→ **WHAT YOU WILL DO**: Restate, word for word, each entry that follows, but skip its pictures.
[INFORMATION SUPPLIED Boundary: Start]
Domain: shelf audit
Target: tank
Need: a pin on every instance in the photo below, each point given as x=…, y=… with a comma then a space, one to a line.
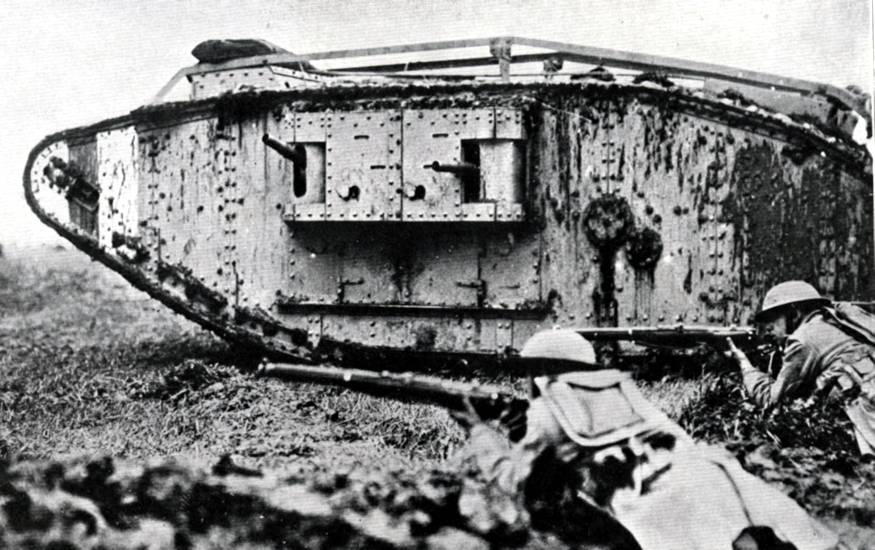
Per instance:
x=457, y=204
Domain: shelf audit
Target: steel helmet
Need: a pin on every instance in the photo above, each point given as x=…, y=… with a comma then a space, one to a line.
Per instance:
x=786, y=293
x=559, y=344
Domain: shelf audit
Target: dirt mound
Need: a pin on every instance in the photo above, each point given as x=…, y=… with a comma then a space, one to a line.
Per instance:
x=112, y=504
x=808, y=450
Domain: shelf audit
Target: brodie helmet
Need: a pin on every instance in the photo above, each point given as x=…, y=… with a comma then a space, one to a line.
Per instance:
x=561, y=345
x=787, y=293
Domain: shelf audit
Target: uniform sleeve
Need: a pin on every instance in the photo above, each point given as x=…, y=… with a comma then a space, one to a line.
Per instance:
x=506, y=465
x=798, y=372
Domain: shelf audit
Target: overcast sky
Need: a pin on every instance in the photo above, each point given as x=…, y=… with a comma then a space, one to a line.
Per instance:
x=65, y=63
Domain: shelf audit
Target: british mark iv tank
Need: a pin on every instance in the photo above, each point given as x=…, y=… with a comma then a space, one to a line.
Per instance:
x=457, y=204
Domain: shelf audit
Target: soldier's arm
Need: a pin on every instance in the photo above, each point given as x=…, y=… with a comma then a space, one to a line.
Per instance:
x=799, y=369
x=509, y=465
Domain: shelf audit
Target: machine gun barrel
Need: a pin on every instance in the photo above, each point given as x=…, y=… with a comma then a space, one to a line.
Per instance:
x=289, y=153
x=458, y=168
x=674, y=335
x=488, y=401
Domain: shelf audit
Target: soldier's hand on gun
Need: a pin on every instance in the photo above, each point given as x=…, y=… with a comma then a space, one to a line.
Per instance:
x=735, y=353
x=468, y=416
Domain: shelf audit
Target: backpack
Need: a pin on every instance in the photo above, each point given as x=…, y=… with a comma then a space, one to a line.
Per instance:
x=854, y=320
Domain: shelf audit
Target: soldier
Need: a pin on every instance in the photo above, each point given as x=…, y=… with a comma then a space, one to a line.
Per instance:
x=827, y=350
x=625, y=458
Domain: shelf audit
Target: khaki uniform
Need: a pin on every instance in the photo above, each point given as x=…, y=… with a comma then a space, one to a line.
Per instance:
x=681, y=495
x=820, y=357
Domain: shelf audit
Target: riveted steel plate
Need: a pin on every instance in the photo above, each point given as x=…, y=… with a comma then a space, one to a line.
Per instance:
x=118, y=181
x=509, y=124
x=435, y=135
x=363, y=161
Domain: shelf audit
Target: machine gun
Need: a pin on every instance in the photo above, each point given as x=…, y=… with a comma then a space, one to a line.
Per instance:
x=488, y=401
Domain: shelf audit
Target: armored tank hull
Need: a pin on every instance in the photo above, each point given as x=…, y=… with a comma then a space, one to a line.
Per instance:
x=298, y=210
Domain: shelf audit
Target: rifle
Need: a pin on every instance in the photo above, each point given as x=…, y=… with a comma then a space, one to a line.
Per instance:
x=488, y=401
x=675, y=336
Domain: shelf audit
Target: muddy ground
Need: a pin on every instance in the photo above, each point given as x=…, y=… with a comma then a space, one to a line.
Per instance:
x=90, y=369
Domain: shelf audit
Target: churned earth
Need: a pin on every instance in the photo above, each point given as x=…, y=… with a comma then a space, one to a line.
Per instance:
x=123, y=426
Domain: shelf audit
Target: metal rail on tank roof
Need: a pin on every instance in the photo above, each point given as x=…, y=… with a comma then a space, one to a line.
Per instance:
x=500, y=54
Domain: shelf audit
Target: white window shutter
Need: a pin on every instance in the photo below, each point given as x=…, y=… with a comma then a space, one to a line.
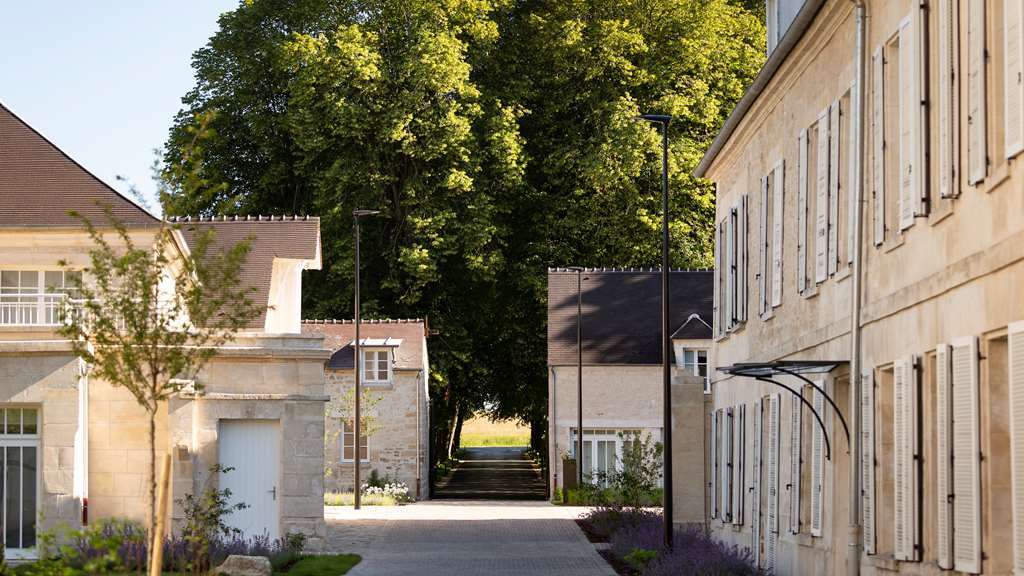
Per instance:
x=771, y=540
x=821, y=202
x=763, y=244
x=853, y=177
x=818, y=464
x=1016, y=345
x=943, y=456
x=714, y=451
x=802, y=212
x=879, y=146
x=867, y=459
x=967, y=456
x=795, y=464
x=909, y=101
x=756, y=483
x=738, y=448
x=948, y=100
x=834, y=192
x=726, y=481
x=976, y=108
x=778, y=198
x=730, y=270
x=741, y=258
x=1013, y=23
x=905, y=453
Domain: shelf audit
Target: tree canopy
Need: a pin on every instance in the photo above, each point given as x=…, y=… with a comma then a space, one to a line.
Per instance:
x=498, y=138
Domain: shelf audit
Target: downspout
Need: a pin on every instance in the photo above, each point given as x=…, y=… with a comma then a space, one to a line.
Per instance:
x=554, y=458
x=854, y=533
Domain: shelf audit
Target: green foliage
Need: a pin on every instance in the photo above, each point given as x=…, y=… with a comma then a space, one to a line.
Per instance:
x=205, y=520
x=639, y=558
x=496, y=136
x=327, y=565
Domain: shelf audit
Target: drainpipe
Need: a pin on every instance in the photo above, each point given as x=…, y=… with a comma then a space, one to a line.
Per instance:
x=854, y=533
x=554, y=459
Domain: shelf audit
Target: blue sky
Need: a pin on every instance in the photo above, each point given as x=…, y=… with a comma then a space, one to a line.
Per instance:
x=103, y=79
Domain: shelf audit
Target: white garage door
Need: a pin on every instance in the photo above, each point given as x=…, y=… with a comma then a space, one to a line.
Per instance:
x=252, y=448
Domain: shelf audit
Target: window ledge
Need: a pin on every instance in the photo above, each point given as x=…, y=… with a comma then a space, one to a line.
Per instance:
x=894, y=243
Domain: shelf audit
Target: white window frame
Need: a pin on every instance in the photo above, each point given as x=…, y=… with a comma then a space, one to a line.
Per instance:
x=345, y=436
x=606, y=435
x=371, y=365
x=23, y=441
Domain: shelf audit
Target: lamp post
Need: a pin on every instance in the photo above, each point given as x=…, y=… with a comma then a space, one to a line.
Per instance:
x=579, y=272
x=664, y=121
x=356, y=445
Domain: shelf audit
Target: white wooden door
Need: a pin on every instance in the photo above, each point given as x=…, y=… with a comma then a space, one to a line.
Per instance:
x=252, y=448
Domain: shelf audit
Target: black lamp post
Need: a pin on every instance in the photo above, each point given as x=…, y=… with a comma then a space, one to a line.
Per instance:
x=356, y=214
x=579, y=272
x=664, y=121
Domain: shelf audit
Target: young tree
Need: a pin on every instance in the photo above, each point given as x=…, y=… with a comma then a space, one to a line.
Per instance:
x=151, y=315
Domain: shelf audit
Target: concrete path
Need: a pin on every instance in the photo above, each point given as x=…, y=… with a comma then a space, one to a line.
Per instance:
x=465, y=538
x=499, y=474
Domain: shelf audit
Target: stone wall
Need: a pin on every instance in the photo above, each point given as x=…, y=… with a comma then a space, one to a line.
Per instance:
x=397, y=446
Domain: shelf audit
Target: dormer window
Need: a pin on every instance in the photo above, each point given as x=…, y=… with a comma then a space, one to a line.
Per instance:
x=376, y=366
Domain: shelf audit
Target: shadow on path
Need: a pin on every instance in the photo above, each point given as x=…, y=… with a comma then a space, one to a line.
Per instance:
x=494, y=474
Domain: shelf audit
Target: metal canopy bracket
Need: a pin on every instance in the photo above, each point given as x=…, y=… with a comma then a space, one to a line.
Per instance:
x=797, y=368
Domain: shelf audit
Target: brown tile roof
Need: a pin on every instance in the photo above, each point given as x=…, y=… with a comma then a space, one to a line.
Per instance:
x=338, y=335
x=622, y=313
x=39, y=183
x=272, y=237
[INFORMATION SUPPLIED Boundary: End]
→ **RESULT**:
Domain: shelf audit
Target: tank
Need: a pin on every instance in the photo below, each point given as x=…, y=… with a comma then a space, one to a line.
Per instance:
x=457, y=204
Domain: shelf audit
Target: steel helmet
Need: a pin on every instance in the photo above, each point given as x=…, y=… with a comma then a space, one to a line.
Per instance:
x=786, y=293
x=559, y=344
Domain: shelf audit
Target: dirt mound
Need: a pin on every instance in the photo above, each point given as x=…, y=… with a comma then a space, one to a line.
Per instance:
x=112, y=504
x=808, y=450
Domain: shelf audit
Target: brodie helmet
Need: a pin on every instance in the photo above, each point given as x=…, y=… with a comma then a space, one to a line.
Per instance:
x=561, y=345
x=787, y=293
Domain: shelf audit
Target: uniform sleeve
Need: a pin on every instance in the photo above, each point given as x=…, y=… with a comma then a space, one to a line.
Per instance:
x=506, y=465
x=798, y=372
Domain: shelf audit
Target: overcast sky
Need: a pin on every instance in the photo above, each point given as x=…, y=… with a comma then a space, one to a line.
Per instance:
x=65, y=63
Domain: shelf audit
Target: british mark iv tank
Need: a pin on every instance in the photo above, each point given as x=…, y=… with a comma then a space, one to a line.
Per instance:
x=457, y=204
Domain: shelf audit
Target: soldier's arm
Need: a pin on every instance in the photo above, each point given as x=…, y=… with a comma then a space, one to a line.
Per instance:
x=799, y=369
x=509, y=465
Domain: shelf audit
Target: machine gun barrel
Need: a pin on every instance in the photo above, each point given as x=…, y=… with a comma then a space, one to a line.
Per instance:
x=289, y=153
x=458, y=168
x=674, y=335
x=488, y=401
Domain: shelf audit
Target: soldier's hand on gun
Need: a pin on every instance in the photo above, each point given as x=…, y=… with a comma then a space, one to a line.
Per instance:
x=735, y=353
x=468, y=416
Domain: shelf audit
Target: backpack
Need: a pin on every instance in the photo above, each point given as x=…, y=… with a comma then a space, one to a line.
Per instance:
x=854, y=320
Domain: shelf audit
Target: soldier
Need: a pin on every instance in the photo above, each point given as x=…, y=… with a comma then a space, one to a line.
Per instance:
x=827, y=350
x=625, y=458
Domain: shelf audit
Target: khaki uniform
Need: a pin on every instance in the photo above, each point given as x=…, y=… with a comma then a space, one to a line.
Per instance:
x=681, y=495
x=820, y=357
Domain: shelf audit
Target: riveted steel plate
Need: a pin on every instance in the photo above, each point given as x=…, y=… with a comma then a space, one to a line.
Per instance:
x=118, y=181
x=509, y=124
x=435, y=135
x=363, y=161
Domain: shelf audit
Target: machine gun
Need: a pin on every instance in the photo above, each point given as x=…, y=… with a comma then a space, one to a line.
Per instance:
x=488, y=401
Domain: shelf audit
Target: armored tank hull
Need: a pin on every instance in the photo above, each point given as x=…, y=… with a comma then a space, one to a line.
Per instance:
x=298, y=210
Domain: shelf audit
Target: rifle
Need: a pin on every instance in the photo above, each point given as x=…, y=… with a comma then a space, one to a line.
Per instance:
x=488, y=401
x=675, y=336
Domain: shelf audit
Target: muddy ground
Need: a pin on every instance in the photo above, each point given as x=…, y=… with a comma then a space, one to a line.
Per instance:
x=90, y=369
Domain: shelf audit
Target: churned earth
Need: a pin on every instance in the photo above, each point given as x=…, y=… with a comma then a space, one to a line.
Per instance:
x=123, y=426
Domain: shelf audit
Target: metal rail on tank roof
Need: a pin on every instance in the photo above, each point given as x=…, y=… with a comma then a space, one to a line.
Per instance:
x=500, y=54
Domain: shelf audit
Target: white window shutter
Need: a pin on every instance in the photo below, each point given as x=…, y=… with a comma then a space, one to a line.
Per instance:
x=771, y=540
x=821, y=202
x=763, y=244
x=853, y=177
x=818, y=464
x=1016, y=345
x=943, y=456
x=714, y=451
x=802, y=212
x=879, y=146
x=867, y=459
x=967, y=456
x=795, y=464
x=909, y=101
x=756, y=483
x=738, y=448
x=948, y=100
x=834, y=192
x=726, y=481
x=976, y=108
x=778, y=198
x=730, y=270
x=741, y=258
x=1013, y=23
x=905, y=453
Domain: shelf audit
Target: tree canopy
Need: a pin on every instance in the photo above, each point given as x=…, y=… with a comma then a space, one to a line.
Per instance:
x=498, y=138
Domain: shelf audit
Target: downspout
Need: a pin on every instance in the photo above, each point given as x=…, y=… with a comma then a space, one to a line.
Per instance:
x=554, y=458
x=854, y=533
Domain: shelf audit
Target: green foliage
Need: a pin on every instance in the photo above, each point given as x=…, y=… with a comma then a space, one to a line.
Per instance:
x=205, y=520
x=639, y=558
x=496, y=136
x=327, y=565
Domain: shelf audit
Target: drainpipe
Need: a pin on every instance in the photo above, each point given as x=…, y=… with a comma then a space, one to a line.
Per instance:
x=854, y=533
x=554, y=459
Domain: shelf audit
Target: blue sky
Need: a pin on every instance in the photo above, each point given as x=…, y=… with a comma then a space, one to a line.
Per instance:
x=103, y=79
Domain: shelf audit
Target: white garage door
Need: a pin on every instance in the photo above, each point given as x=…, y=… with a comma then a space, one to a line.
Per instance:
x=252, y=448
Domain: shelf audit
Target: window ledge
Need: a pin on every instance in the photo above, each point given as x=…, y=… with a comma then a space, one to a line.
Per instance:
x=894, y=243
Domain: shelf audit
Target: white window frame
Need: a pin on every instance in the photo above, each point given as x=…, y=… with a comma then a space, one to a line.
Per instance:
x=345, y=436
x=606, y=435
x=371, y=365
x=23, y=441
Domain: shelf audit
Target: lamp post
Need: a pin on every instance in the photo above, each point given as x=…, y=… with a comma then a space, one to a line.
Per instance:
x=579, y=272
x=664, y=121
x=356, y=445
Domain: shelf audit
Target: white wooden door
Need: a pin on every instance in the photo above, each point given as x=…, y=… with a comma then a space, one to a line.
Per instance:
x=252, y=448
Domain: shelf audit
Target: black lamp post
Need: a pin on every instance in the photo above, each point given as x=…, y=… with a comma then a space, one to a line.
Per instance:
x=356, y=214
x=579, y=272
x=664, y=121
Domain: shelf audit
Target: young tree
Need: a pin on every instance in the photo above, each point given as x=…, y=… with a comma then a space, one to a line.
Per instance:
x=151, y=315
Domain: shelf audit
Target: concrete path
Need: a pin on every instance in the photo above, each point given as x=…, y=… with a comma then a space, one to a line.
Per instance:
x=465, y=538
x=499, y=474
Domain: shelf audit
Target: stone wall
Need: a pin on every instance in the photo above, each point given as x=…, y=… with a comma then a space, one to a line.
Per instance:
x=397, y=446
Domain: shelf audit
Target: dormer window
Need: a pin on every instance in the photo above, each point given as x=…, y=… with a comma then a space, one to a line.
Per instance:
x=376, y=366
Domain: shelf audit
Target: shadow on path
Need: a pin on every instance in the photo above, each point given as x=…, y=… with a comma then a space, one to a line.
Per instance:
x=494, y=474
Domain: shelf audit
Target: metal canopy bracket
Need: a pin on every instance in the photo above, each point given as x=…, y=… with a comma then a space, one to a line.
Per instance:
x=797, y=368
Domain: shelf audit
Target: brown tile roof
Need: a pin on every instance in the photo above, each point given as x=…, y=… with a comma then a space, one to a line.
Per instance:
x=338, y=335
x=622, y=313
x=39, y=183
x=272, y=237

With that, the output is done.